* **What you should do**:
Pull out every line of the data below that contains the word "wheel", treating uppercase and lowercase as different.

* **Items**:
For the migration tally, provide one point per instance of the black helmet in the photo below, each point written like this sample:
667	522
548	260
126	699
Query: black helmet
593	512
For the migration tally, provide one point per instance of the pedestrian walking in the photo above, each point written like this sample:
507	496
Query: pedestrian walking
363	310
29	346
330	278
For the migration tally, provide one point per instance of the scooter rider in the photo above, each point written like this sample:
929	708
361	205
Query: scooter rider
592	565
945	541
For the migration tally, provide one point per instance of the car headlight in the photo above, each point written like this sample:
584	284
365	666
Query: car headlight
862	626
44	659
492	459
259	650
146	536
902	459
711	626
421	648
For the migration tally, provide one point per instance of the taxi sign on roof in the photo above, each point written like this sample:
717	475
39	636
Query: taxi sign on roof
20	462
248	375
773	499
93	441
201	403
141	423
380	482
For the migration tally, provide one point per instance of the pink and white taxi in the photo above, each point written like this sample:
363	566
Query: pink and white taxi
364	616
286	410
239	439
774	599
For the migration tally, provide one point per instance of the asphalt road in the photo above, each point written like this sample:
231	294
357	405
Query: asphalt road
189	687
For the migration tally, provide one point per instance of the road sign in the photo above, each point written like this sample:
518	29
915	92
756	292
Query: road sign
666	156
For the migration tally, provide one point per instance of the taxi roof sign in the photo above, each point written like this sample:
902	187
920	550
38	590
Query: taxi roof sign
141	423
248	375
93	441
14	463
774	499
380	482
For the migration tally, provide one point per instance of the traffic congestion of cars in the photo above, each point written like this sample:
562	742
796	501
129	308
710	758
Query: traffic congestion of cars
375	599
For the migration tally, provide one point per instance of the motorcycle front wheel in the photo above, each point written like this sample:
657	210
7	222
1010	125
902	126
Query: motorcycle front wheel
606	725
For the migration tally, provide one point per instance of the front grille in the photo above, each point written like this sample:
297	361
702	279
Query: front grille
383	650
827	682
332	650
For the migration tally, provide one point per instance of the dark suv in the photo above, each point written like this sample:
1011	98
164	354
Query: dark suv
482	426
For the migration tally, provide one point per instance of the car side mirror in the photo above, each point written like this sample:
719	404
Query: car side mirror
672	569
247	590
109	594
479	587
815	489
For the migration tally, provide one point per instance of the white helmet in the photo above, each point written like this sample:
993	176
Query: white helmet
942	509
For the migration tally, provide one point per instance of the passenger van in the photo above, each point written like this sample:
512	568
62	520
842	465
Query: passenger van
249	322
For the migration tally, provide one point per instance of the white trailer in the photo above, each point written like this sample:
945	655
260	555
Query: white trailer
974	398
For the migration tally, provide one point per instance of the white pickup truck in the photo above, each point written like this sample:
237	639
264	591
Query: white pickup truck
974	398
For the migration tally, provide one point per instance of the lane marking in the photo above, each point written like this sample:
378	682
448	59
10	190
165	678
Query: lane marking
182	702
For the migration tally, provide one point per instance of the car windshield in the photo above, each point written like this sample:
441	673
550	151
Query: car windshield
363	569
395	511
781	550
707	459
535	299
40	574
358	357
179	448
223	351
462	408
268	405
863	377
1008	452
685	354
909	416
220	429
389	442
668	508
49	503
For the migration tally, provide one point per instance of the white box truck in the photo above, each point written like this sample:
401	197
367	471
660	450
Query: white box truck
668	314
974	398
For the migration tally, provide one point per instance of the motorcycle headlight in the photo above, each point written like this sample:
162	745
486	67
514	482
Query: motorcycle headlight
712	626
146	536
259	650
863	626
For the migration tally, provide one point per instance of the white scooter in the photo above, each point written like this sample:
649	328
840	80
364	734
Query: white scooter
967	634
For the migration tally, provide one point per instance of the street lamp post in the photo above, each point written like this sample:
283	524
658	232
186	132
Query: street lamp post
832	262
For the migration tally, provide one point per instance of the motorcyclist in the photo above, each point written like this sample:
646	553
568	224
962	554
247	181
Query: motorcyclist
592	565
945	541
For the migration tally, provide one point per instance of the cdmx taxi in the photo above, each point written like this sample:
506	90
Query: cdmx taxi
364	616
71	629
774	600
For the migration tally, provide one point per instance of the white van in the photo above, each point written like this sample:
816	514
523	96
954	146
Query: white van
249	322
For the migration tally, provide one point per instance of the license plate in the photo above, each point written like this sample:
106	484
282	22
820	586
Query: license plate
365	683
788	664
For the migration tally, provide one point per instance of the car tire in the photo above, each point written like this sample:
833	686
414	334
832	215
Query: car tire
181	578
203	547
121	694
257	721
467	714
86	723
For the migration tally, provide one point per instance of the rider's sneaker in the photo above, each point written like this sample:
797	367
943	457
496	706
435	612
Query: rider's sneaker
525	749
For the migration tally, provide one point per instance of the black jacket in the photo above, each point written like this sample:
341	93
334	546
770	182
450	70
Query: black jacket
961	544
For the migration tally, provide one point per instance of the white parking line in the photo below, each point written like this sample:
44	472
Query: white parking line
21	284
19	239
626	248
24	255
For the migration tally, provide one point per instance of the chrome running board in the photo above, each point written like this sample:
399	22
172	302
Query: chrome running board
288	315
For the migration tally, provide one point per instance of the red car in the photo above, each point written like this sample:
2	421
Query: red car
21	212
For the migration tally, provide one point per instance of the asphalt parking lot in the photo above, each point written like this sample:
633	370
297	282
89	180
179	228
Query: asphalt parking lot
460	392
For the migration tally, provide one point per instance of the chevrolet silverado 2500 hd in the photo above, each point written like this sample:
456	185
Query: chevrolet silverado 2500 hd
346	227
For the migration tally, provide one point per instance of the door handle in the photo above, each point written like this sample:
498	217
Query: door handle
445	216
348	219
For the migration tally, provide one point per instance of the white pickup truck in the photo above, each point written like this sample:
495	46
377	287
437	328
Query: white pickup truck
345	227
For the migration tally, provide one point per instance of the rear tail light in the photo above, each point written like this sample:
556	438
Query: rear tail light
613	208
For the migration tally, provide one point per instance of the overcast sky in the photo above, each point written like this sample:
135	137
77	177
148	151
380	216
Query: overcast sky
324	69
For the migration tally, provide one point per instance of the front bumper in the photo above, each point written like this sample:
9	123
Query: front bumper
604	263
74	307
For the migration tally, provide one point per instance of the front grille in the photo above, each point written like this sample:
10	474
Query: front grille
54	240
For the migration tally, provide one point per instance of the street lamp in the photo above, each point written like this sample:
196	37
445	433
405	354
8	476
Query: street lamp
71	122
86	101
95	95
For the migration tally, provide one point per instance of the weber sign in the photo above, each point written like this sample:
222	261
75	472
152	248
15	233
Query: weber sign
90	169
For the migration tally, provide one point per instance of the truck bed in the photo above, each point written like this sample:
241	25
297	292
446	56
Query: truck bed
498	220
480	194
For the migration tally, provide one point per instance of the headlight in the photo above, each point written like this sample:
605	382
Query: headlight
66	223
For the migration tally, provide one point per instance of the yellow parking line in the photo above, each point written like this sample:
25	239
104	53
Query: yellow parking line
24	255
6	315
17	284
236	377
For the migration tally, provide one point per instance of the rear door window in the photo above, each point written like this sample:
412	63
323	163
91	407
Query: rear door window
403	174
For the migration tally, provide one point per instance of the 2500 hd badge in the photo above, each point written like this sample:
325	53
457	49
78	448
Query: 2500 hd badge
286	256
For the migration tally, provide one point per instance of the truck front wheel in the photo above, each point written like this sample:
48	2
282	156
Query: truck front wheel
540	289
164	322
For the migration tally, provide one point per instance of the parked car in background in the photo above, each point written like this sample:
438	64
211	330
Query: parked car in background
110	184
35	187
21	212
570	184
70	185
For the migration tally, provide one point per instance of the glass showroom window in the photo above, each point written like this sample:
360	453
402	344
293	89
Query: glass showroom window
* * *
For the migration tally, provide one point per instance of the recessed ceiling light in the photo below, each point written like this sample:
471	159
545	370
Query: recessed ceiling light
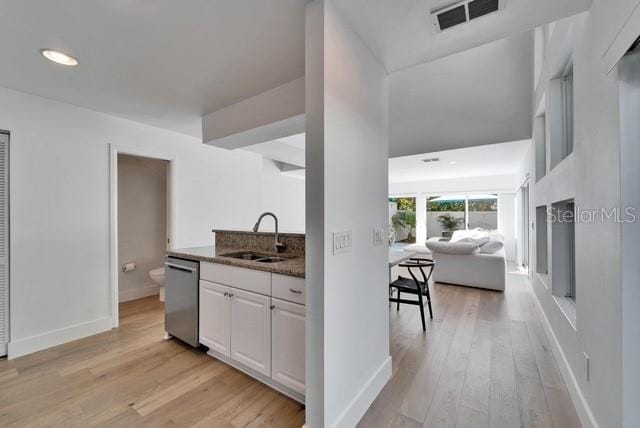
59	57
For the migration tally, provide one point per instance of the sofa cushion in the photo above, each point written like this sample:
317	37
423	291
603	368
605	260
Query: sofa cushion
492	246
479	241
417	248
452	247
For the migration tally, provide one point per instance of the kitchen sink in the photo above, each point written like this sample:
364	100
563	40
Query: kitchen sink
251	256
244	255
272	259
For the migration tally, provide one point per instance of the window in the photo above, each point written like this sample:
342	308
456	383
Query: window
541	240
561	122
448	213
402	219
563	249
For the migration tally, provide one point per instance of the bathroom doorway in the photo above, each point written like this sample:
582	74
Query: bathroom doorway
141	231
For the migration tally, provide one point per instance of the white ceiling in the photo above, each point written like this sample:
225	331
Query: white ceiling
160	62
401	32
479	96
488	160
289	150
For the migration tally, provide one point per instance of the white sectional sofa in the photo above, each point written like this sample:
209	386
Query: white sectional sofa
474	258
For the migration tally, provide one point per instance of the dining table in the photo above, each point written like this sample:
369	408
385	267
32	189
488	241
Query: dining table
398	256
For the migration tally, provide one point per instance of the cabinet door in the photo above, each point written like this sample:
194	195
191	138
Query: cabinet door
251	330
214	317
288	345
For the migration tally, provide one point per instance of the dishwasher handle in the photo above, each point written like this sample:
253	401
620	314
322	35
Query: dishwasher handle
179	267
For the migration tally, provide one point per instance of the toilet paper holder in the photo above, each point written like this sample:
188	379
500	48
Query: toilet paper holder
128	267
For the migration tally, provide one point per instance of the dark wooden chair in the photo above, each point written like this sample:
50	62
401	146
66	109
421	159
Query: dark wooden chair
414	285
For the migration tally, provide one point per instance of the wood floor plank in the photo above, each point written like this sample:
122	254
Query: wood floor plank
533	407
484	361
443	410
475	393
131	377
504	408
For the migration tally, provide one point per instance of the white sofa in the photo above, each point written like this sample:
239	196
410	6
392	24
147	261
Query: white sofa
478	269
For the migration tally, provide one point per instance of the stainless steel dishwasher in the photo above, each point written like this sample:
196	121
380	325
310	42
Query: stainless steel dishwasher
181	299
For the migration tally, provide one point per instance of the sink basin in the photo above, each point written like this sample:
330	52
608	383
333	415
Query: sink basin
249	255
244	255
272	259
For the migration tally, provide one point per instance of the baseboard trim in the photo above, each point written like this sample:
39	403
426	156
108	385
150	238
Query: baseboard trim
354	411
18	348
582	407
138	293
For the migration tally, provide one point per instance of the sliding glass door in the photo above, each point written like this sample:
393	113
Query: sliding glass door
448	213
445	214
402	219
...
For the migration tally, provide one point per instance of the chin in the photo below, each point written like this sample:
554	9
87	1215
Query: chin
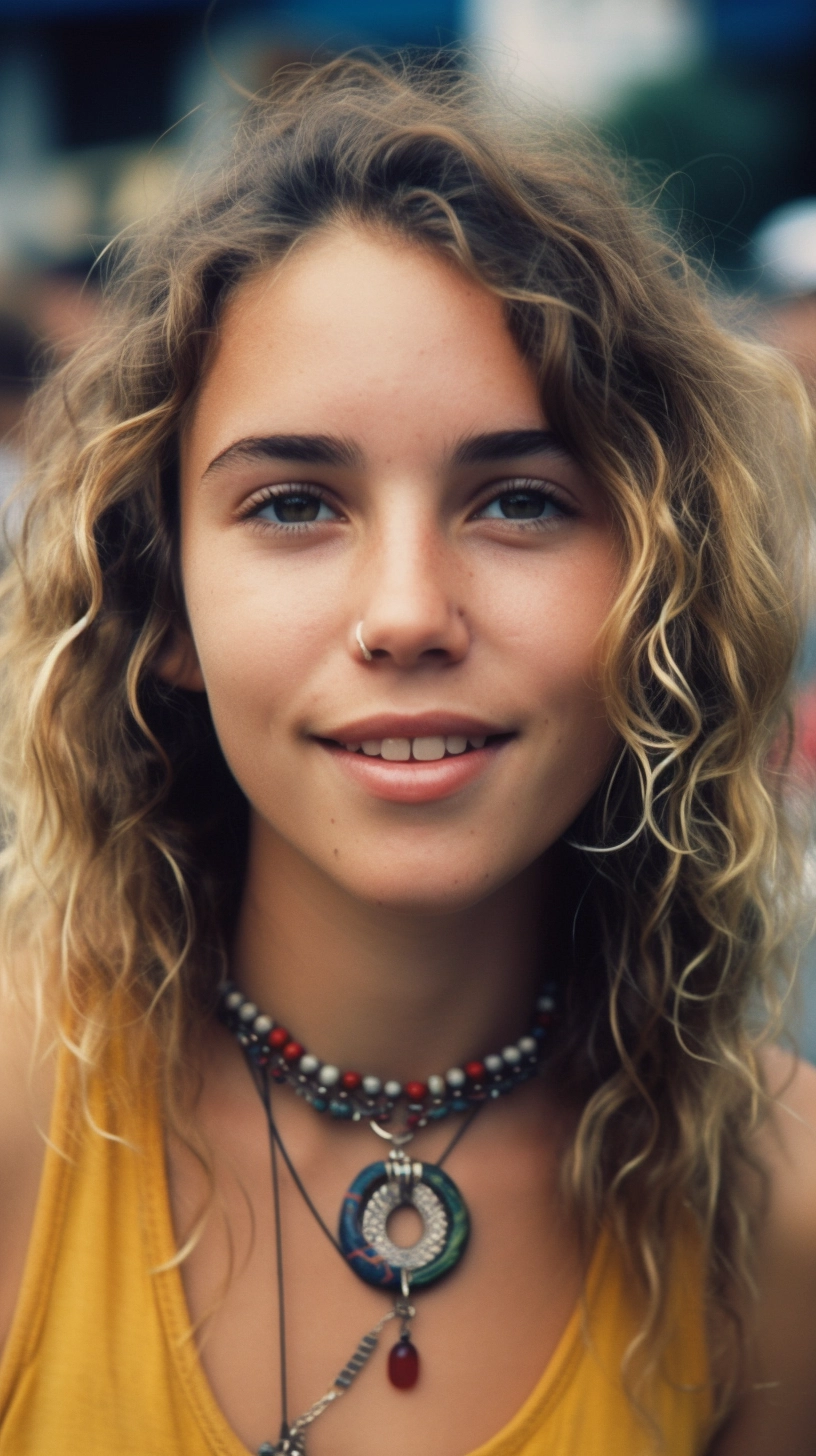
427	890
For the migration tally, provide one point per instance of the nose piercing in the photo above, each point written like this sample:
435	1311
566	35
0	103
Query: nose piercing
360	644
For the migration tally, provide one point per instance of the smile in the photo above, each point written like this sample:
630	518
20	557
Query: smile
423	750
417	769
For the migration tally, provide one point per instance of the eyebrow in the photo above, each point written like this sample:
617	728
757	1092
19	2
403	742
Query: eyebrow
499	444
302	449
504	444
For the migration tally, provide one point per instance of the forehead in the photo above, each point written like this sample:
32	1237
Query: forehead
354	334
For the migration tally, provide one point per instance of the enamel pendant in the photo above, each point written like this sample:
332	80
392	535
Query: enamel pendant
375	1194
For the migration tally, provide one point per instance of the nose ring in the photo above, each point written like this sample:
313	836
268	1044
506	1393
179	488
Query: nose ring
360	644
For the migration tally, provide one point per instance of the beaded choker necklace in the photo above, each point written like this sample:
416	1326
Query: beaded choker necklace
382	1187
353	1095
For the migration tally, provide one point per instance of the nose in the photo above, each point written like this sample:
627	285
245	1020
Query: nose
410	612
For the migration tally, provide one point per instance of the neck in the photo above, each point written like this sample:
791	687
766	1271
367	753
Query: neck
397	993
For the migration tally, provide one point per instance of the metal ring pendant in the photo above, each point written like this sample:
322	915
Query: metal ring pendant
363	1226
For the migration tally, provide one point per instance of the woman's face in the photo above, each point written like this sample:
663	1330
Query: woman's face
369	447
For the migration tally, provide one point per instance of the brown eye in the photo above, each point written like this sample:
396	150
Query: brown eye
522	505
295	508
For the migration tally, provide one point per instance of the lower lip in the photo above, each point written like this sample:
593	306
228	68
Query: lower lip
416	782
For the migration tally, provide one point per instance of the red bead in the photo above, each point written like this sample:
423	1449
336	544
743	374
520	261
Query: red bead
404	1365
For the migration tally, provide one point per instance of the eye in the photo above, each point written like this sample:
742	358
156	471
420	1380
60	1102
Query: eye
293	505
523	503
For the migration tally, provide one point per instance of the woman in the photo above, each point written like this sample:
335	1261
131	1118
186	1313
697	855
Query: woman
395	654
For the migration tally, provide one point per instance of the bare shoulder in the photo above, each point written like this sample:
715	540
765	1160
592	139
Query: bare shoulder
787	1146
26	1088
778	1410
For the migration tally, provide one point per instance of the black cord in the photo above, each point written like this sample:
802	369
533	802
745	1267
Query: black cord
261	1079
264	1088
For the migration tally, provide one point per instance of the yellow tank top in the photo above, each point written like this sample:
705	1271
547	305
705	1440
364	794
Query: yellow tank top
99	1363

* **Final result**:
For the migration tally, provide one point per instance of the motorcycle front wheel in the photo above, each point written like this sample:
Query: motorcycle front wheel
For the migration tally, provide one point per instance of the truck front wheel in the photo above, each point written like this sample:
Query: truck front wheel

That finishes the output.